**Your instructions**
Please render every line of the listing below as a numbered list, leaving out any blank lines.

**Dataset records**
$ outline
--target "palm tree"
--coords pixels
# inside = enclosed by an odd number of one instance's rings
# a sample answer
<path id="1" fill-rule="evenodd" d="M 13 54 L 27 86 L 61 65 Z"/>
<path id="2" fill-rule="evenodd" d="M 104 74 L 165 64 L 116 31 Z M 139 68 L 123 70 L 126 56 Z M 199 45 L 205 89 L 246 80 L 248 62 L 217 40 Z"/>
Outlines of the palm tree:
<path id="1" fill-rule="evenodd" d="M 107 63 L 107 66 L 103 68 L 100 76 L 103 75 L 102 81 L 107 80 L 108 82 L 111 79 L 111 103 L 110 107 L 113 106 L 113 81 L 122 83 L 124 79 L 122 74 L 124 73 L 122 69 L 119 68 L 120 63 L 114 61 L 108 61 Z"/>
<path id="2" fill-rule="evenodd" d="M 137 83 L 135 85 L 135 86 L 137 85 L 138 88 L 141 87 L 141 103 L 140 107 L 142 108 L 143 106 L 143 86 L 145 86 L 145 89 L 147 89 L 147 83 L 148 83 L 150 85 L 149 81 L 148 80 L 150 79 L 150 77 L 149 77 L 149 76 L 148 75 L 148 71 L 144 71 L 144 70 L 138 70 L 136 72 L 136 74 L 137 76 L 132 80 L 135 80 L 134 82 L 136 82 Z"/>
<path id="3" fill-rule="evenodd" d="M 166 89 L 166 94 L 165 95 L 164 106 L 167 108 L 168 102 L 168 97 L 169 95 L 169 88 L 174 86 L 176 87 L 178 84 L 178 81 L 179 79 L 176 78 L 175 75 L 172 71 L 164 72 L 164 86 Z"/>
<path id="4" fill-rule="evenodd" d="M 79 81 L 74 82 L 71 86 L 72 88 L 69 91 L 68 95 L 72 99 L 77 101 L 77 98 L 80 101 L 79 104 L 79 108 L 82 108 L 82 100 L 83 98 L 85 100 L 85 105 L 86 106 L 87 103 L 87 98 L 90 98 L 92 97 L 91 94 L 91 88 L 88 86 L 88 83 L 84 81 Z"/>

**Task solution**
1. $ outline
2. --target "palm tree"
3. --coords pixels
4. # inside = enclosed by an odd number of one instance's rings
5. # a sample answer
6. <path id="1" fill-rule="evenodd" d="M 13 54 L 27 86 L 61 65 Z"/>
7. <path id="2" fill-rule="evenodd" d="M 104 74 L 165 64 L 116 31 Z M 139 68 L 123 70 L 126 56 Z M 199 45 L 205 89 L 246 80 L 248 62 L 217 40 Z"/>
8. Outlines of the palm tree:
9. <path id="1" fill-rule="evenodd" d="M 107 63 L 107 66 L 103 68 L 100 76 L 103 75 L 102 81 L 107 80 L 108 82 L 111 79 L 111 103 L 110 107 L 113 106 L 113 81 L 122 83 L 124 79 L 122 74 L 124 73 L 122 69 L 119 68 L 120 63 L 114 61 L 108 61 Z"/>
10. <path id="2" fill-rule="evenodd" d="M 137 83 L 135 85 L 135 86 L 137 85 L 138 88 L 141 87 L 141 103 L 140 107 L 142 108 L 143 106 L 143 86 L 145 86 L 145 89 L 147 89 L 147 83 L 148 83 L 150 85 L 149 81 L 148 80 L 150 79 L 150 77 L 149 77 L 149 76 L 148 75 L 148 71 L 144 71 L 144 70 L 138 70 L 136 72 L 136 74 L 137 76 L 132 80 L 135 80 L 134 82 L 136 82 Z"/>
11. <path id="3" fill-rule="evenodd" d="M 166 89 L 166 94 L 165 95 L 164 106 L 167 108 L 168 102 L 168 97 L 169 95 L 169 88 L 174 86 L 176 87 L 178 84 L 178 81 L 179 79 L 176 78 L 175 75 L 172 71 L 164 72 L 164 86 Z"/>
12. <path id="4" fill-rule="evenodd" d="M 79 81 L 74 82 L 71 86 L 72 88 L 69 91 L 68 95 L 72 99 L 77 101 L 77 98 L 80 101 L 79 104 L 79 108 L 82 108 L 82 100 L 83 98 L 85 100 L 85 105 L 86 106 L 87 103 L 87 98 L 90 98 L 92 97 L 91 94 L 91 88 L 88 86 L 88 83 L 84 81 Z"/>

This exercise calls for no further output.